Location labeling records:
═══
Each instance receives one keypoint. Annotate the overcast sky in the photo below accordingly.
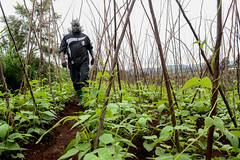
(191, 7)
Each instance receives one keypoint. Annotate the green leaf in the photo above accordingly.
(12, 146)
(147, 146)
(83, 147)
(142, 122)
(159, 151)
(99, 74)
(3, 130)
(161, 108)
(106, 138)
(209, 122)
(191, 82)
(236, 133)
(150, 137)
(232, 138)
(113, 107)
(70, 145)
(218, 123)
(166, 133)
(90, 156)
(206, 82)
(69, 153)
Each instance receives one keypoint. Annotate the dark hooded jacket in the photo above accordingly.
(76, 45)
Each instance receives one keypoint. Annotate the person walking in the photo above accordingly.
(77, 45)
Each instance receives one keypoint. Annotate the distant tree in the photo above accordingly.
(19, 24)
(237, 60)
(223, 62)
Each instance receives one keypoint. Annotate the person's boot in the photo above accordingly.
(79, 93)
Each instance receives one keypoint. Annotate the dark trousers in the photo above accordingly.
(79, 76)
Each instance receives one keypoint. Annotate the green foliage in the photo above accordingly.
(27, 121)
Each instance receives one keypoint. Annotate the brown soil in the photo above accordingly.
(53, 144)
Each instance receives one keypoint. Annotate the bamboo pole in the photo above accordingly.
(112, 77)
(166, 76)
(215, 79)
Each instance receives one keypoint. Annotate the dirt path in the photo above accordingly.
(53, 144)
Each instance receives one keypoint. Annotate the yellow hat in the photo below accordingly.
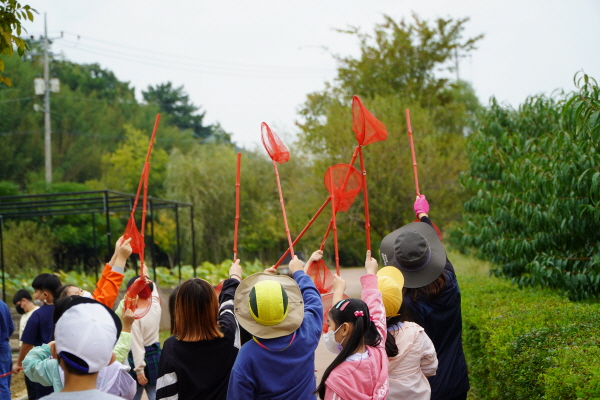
(390, 282)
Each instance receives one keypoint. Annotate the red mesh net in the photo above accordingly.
(138, 297)
(343, 173)
(137, 241)
(367, 128)
(327, 300)
(274, 146)
(321, 276)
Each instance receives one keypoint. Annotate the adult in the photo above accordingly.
(25, 307)
(6, 330)
(196, 361)
(432, 297)
(40, 326)
(285, 318)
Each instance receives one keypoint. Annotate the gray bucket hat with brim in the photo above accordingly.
(416, 250)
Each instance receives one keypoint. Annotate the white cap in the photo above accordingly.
(86, 331)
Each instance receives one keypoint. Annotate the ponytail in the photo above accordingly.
(364, 333)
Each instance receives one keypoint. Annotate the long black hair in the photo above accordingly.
(364, 332)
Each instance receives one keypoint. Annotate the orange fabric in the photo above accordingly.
(107, 288)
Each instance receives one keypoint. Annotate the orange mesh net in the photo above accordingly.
(347, 183)
(327, 300)
(274, 146)
(138, 298)
(137, 241)
(367, 128)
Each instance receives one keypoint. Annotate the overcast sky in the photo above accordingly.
(246, 61)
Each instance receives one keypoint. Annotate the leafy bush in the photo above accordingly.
(536, 175)
(165, 278)
(528, 343)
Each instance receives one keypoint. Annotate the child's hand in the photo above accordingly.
(271, 271)
(128, 318)
(370, 264)
(235, 271)
(123, 251)
(316, 256)
(295, 265)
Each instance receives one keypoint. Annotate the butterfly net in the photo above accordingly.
(347, 183)
(274, 146)
(367, 128)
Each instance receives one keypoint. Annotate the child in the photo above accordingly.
(197, 360)
(85, 333)
(411, 353)
(285, 317)
(113, 379)
(107, 287)
(40, 326)
(356, 332)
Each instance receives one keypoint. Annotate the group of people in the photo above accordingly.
(257, 338)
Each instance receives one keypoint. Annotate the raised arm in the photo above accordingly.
(372, 296)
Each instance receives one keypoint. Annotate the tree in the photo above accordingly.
(536, 183)
(176, 103)
(396, 70)
(11, 15)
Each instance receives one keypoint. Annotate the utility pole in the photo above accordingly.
(47, 129)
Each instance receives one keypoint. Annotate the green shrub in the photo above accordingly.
(528, 343)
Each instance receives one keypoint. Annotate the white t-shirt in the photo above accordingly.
(23, 322)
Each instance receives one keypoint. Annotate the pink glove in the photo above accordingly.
(421, 205)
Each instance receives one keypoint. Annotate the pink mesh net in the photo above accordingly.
(367, 128)
(344, 194)
(274, 146)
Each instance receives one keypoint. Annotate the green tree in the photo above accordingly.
(536, 183)
(175, 102)
(11, 15)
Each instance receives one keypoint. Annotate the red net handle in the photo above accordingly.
(412, 151)
(303, 231)
(237, 204)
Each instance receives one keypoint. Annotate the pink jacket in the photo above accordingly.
(366, 379)
(416, 360)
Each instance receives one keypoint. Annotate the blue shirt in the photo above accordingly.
(40, 326)
(289, 374)
(6, 326)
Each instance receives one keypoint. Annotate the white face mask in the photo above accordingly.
(331, 344)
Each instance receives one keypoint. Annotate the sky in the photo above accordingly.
(245, 62)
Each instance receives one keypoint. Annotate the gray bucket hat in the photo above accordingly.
(416, 250)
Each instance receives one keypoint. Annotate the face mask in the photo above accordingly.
(331, 344)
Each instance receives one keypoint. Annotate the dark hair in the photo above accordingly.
(49, 282)
(428, 292)
(20, 295)
(69, 359)
(196, 311)
(172, 298)
(62, 291)
(141, 294)
(364, 332)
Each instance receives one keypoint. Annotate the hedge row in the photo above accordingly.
(528, 343)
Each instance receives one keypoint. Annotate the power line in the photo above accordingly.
(221, 63)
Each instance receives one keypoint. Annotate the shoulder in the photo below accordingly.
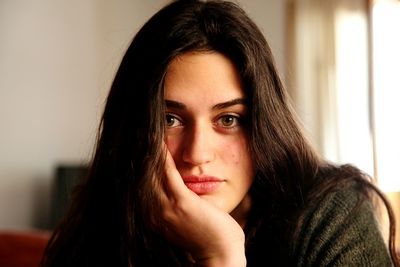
(340, 230)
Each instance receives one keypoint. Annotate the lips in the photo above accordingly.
(202, 185)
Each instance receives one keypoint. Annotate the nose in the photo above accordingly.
(199, 148)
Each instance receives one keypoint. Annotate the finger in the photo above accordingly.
(174, 182)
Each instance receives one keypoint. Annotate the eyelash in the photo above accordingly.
(235, 120)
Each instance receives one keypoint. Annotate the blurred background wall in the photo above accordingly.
(57, 61)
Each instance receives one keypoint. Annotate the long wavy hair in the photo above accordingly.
(108, 221)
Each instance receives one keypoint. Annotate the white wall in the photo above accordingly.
(57, 60)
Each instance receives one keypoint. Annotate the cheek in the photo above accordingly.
(172, 144)
(236, 152)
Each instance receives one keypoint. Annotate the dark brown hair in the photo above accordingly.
(108, 222)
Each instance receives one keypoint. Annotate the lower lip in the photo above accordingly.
(203, 188)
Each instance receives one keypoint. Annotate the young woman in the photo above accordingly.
(200, 162)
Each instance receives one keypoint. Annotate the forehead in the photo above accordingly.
(204, 75)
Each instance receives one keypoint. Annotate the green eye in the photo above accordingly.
(172, 121)
(228, 121)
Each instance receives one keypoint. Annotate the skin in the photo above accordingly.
(206, 136)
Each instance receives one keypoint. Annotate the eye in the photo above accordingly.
(228, 121)
(172, 121)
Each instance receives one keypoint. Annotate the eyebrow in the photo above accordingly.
(223, 105)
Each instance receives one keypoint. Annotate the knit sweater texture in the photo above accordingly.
(341, 230)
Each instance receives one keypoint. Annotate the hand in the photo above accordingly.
(211, 236)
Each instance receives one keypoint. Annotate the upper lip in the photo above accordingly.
(200, 179)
═══
Task to carry out:
Copy out the data word for word, beginning with the line that contains "Each instance receives one keypoint. Annotate the knit" and continuing through the end of the data.

Written solution:
Each instance receives one keypoint. Annotate the knit sweater texture in the photo above accordingly.
(341, 230)
Each instance receives one keypoint. Annotate the hand in the photo above accordingly.
(211, 236)
Each instance receives one keypoint. Annotate the upper lip in the photo above accordingly.
(200, 179)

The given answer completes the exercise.